Selected text:
────

Filed Pursuant to Rule 433
Registration Statement No. 333-276823
Relating to Preliminary Prospectus Supplement dated December 3, 2024

TAPESTRY, INC.
 
PRICING TERM SHEET
 
December 4, 2024
 
$750,000,000 5.100% Senior Notes due 2030
 
$750,000,000 5.500% Senior Notes due 2035

Issuer:
Tapestry, Inc.

Expected Ratings (Moody’s/S&P)*:
Baa2/BBB

Securities:
5.100% Senior Notes due 2030 (the “2030 Notes”)
5.500% Senior Notes due 2035 (the “2035 Notes”)
 
Trade Date:
December 4, 2024

Settlement Date:
December 11, 2024 (T+5)

Size:
2030 Notes: $750,000,000
2035 Notes: $750,000,000
   
Maturity:
2030 Notes: March 11, 2030
2035 Notes: March 11, 2035

Coupon (Interest Rate):
2030 Notes: 5.100%
2035 Notes: 5.500%

Yield to Maturity:
2030 Notes: 5.122%
2035 Notes: 5.514%

Spread to Benchmark Treasury:
2030 Notes: +105 basis points
2035 Notes: +132 basis points

Benchmark Treasury:
2030 Notes: 4.125% due November 30, 2029
2035 Notes: 4.250% due November 15, 2034

Benchmark Treasury Price and Yield:
2030 Notes: 100-07+; 4.072%
2035 Notes: 100-14+; 4.194%
   
Interest Payment Dates:
2030 Notes: Semi-annually on each March 11 and September 11 of each year, commencing on September 11, 2025
2035 Notes: Semi-annually on each March 11 and September 11 of each year, commencing on September 11, 2025


Optional Redemption:
The 2030 Notes will be redeemable, at the Issuer’s option, in whole or in part, from settlement until February 11, 2030 (the date that is one month prior to the scheduled maturity date), at a redemption price equal to the greater of (i) 100% of the principal amount of the 2030 Notes to be redeemed and (ii) (a) the sum of the present values of the remaining scheduled payments of principal and interest thereon discounted to the redemption date (assuming the 2030 Notes matured on February 11, 2030) on a semi-annual basis (assuming a 360-day year consisting of twelve 30-day months) at the Treasury Rate plus 20 basis points, less (b) interest accrued but not paid to, but excluding, the redemption date, plus, in the case of each of (i) and (ii), accrued and unpaid interest on the 2030 Notes to be redeemed to, but excluding, the date of redemption.

────

Goal 1:
What settlement date does the pricing term sheet give?

────

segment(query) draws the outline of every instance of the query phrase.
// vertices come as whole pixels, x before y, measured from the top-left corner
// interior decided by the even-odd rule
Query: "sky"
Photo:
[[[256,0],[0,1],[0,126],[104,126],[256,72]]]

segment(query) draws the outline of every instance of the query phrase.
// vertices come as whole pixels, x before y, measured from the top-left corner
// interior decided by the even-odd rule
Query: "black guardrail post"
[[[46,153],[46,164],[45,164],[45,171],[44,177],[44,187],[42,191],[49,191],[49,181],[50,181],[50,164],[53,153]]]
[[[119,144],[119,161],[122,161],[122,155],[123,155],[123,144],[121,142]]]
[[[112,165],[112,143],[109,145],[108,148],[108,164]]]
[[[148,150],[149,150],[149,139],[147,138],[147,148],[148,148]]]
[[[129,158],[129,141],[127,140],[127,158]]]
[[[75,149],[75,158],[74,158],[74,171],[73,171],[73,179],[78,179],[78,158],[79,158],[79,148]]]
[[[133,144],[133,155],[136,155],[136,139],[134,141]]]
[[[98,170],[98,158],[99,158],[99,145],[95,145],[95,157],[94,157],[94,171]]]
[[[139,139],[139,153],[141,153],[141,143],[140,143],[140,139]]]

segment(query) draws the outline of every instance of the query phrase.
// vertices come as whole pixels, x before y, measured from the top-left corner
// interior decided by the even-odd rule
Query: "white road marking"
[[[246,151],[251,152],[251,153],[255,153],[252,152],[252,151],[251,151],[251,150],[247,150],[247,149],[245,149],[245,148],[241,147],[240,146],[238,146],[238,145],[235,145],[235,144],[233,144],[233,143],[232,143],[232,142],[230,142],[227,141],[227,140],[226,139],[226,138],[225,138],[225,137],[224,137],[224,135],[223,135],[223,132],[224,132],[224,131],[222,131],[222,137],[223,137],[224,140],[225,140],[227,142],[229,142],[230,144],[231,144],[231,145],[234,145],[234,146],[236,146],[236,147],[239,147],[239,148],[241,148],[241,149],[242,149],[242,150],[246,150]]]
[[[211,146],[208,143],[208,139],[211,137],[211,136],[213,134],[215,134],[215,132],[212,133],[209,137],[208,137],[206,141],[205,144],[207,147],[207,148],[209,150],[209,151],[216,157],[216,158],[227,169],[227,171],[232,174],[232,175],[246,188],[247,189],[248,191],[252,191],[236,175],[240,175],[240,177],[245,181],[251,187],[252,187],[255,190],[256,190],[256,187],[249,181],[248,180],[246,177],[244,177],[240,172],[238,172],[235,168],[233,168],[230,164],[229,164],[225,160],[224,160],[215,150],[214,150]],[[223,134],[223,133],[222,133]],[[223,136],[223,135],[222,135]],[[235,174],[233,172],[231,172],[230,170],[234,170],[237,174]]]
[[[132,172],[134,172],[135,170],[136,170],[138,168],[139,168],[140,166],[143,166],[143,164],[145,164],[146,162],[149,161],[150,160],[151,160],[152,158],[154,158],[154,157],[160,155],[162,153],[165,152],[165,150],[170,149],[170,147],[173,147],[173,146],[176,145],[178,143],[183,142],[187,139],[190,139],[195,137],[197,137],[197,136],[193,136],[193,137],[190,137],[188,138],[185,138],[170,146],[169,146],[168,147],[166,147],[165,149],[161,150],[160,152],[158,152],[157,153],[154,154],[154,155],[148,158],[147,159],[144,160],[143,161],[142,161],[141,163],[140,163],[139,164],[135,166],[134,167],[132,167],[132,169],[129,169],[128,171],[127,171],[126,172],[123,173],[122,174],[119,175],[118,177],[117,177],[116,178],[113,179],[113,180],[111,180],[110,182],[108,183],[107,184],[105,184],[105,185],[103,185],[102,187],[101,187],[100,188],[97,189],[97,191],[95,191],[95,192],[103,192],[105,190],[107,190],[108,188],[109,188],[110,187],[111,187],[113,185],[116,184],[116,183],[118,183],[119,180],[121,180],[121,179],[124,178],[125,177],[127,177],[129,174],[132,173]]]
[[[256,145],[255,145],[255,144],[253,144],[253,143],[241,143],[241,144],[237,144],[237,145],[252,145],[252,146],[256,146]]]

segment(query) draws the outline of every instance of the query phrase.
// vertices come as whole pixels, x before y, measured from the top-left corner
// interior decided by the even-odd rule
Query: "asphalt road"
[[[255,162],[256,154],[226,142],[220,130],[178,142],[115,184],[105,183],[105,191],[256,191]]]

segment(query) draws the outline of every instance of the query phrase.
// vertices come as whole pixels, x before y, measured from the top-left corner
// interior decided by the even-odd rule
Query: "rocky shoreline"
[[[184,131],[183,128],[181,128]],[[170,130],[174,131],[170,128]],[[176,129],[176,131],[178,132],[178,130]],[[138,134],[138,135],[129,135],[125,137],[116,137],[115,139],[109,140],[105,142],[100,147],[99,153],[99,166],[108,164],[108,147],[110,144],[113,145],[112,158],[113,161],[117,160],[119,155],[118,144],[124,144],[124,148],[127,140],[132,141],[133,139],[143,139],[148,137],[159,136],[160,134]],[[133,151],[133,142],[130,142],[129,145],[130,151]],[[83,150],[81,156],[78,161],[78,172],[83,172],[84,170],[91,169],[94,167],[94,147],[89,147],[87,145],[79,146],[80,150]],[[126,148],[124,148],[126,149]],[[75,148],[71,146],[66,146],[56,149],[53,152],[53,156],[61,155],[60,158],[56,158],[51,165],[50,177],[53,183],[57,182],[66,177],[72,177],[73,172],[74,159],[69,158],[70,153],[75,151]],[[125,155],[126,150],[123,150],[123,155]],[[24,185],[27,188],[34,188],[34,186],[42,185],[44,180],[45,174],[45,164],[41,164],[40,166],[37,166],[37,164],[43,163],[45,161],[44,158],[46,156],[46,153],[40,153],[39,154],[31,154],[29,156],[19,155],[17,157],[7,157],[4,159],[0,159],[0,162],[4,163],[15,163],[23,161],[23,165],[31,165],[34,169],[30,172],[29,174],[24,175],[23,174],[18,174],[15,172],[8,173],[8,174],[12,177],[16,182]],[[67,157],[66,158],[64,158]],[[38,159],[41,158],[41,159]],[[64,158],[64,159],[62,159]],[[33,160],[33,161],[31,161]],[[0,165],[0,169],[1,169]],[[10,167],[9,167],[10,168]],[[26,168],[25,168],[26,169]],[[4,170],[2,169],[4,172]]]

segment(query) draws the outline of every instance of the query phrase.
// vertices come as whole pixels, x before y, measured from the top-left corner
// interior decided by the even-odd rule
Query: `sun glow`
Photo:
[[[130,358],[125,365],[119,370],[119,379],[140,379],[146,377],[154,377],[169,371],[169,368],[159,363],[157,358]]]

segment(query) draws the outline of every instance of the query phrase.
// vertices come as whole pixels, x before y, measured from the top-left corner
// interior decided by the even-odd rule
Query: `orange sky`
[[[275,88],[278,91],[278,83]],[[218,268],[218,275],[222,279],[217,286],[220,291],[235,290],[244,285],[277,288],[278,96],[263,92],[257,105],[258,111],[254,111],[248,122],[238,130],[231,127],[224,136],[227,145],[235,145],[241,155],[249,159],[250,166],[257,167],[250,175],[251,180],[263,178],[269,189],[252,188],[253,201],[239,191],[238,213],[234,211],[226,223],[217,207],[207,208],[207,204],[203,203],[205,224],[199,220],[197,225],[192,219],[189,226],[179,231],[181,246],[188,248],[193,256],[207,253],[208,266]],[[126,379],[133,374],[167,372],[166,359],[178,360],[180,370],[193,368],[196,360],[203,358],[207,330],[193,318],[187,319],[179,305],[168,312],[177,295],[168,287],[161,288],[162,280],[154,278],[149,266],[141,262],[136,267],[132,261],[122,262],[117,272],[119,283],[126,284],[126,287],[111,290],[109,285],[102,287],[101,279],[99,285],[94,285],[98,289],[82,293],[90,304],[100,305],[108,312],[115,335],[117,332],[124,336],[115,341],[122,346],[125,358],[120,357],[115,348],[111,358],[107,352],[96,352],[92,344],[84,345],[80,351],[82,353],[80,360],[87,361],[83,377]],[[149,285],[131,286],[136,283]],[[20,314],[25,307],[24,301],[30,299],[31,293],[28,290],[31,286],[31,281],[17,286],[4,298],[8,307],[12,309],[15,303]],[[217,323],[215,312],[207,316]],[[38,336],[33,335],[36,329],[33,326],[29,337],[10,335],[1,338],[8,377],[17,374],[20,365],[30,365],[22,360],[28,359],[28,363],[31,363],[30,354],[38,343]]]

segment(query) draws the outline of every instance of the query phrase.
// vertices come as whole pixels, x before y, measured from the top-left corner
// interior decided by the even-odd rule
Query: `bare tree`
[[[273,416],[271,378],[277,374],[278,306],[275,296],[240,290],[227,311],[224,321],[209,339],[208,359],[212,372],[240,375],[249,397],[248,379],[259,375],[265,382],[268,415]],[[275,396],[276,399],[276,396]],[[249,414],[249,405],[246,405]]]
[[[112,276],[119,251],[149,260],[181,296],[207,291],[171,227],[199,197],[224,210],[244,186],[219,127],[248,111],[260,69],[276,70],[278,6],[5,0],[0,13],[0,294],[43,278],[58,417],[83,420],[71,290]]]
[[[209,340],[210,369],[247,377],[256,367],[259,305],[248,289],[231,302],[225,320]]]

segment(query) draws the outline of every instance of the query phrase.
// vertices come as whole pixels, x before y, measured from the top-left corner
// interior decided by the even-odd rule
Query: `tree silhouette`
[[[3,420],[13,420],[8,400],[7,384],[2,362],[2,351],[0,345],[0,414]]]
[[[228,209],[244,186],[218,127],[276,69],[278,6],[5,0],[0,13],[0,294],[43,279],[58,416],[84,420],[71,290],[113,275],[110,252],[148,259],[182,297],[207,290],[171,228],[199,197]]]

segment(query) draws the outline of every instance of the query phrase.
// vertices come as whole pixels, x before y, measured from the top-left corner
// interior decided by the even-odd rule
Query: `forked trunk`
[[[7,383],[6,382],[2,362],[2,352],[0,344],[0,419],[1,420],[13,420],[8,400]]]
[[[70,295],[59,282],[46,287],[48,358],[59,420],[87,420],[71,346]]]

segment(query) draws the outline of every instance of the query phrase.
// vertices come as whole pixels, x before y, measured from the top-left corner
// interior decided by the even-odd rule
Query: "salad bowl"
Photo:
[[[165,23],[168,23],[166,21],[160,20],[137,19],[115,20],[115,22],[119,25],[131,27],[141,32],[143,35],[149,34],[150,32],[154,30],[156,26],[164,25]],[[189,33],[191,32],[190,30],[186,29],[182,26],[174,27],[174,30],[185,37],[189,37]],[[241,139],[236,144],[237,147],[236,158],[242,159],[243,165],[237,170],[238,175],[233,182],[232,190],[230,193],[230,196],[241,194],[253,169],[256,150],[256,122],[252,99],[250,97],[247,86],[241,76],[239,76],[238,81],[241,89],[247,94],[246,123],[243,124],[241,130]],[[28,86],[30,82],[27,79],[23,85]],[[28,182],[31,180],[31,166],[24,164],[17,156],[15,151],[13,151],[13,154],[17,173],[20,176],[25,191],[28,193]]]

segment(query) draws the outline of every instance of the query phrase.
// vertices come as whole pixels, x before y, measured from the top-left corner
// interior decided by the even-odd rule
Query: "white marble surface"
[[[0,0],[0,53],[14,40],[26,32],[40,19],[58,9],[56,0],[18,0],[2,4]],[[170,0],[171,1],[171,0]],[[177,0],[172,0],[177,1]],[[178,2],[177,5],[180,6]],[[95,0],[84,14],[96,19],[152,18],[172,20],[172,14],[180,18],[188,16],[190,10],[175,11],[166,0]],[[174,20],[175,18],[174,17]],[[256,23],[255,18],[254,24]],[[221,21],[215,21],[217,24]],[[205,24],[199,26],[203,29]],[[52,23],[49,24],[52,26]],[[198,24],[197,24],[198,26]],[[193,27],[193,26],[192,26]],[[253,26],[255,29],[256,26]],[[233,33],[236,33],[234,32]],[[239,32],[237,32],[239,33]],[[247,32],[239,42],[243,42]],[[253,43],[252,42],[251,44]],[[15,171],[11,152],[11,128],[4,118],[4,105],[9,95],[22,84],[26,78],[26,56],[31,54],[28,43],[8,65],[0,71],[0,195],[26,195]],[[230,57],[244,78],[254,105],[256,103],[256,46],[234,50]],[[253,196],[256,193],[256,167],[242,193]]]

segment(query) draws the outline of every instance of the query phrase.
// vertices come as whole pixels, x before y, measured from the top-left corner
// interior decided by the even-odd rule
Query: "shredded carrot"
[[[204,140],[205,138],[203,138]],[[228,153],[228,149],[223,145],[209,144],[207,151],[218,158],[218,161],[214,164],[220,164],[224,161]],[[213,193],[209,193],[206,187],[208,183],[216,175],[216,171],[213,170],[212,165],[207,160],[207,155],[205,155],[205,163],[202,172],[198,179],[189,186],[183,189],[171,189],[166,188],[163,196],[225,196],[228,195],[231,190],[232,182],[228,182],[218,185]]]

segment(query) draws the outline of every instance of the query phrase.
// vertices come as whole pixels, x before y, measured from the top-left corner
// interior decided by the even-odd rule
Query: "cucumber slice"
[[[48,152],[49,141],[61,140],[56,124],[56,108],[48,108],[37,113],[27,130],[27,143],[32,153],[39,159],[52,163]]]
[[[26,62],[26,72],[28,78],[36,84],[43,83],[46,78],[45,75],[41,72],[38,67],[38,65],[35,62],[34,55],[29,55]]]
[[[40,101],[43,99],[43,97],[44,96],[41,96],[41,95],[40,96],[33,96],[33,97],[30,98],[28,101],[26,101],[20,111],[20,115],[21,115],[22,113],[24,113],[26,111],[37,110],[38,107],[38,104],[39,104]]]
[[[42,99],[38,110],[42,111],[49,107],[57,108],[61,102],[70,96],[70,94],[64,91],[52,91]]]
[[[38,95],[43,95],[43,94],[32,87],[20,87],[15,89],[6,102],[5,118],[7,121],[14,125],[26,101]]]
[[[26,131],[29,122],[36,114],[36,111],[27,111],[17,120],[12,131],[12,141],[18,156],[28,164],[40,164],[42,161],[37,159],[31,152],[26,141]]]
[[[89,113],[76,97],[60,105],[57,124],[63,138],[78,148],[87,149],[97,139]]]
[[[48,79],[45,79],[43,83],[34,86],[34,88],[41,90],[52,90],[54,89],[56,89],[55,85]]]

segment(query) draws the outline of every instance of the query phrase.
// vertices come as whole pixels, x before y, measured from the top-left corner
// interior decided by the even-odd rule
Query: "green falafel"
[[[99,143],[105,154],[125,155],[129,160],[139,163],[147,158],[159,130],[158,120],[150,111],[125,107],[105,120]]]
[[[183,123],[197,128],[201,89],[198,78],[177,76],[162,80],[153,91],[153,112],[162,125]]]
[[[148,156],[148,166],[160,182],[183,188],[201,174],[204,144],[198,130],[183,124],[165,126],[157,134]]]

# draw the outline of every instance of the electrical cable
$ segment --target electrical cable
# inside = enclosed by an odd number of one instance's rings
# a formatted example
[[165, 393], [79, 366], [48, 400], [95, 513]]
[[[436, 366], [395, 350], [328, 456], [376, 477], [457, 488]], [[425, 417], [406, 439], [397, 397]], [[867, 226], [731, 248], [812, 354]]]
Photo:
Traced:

────

Goal 2:
Write out again every line of the rows, from the first one down to the line containing "[[[256,0],[0,1],[0,126],[104,126],[256,72]]]", with 118 added to each coordinate value in the polygon outlines.

Exercise response 1:
December 11, 2024 (T+5)

Exercise response 2:
segment(query) draws the outline of every instance of the query phrase.
// vertices come as whole pixels, x before y, measured from the top-left corner
// interior decided by the even-odd rule
Query: "sky"
Photo:
[[[374,118],[118,119],[118,244],[222,244],[374,190]]]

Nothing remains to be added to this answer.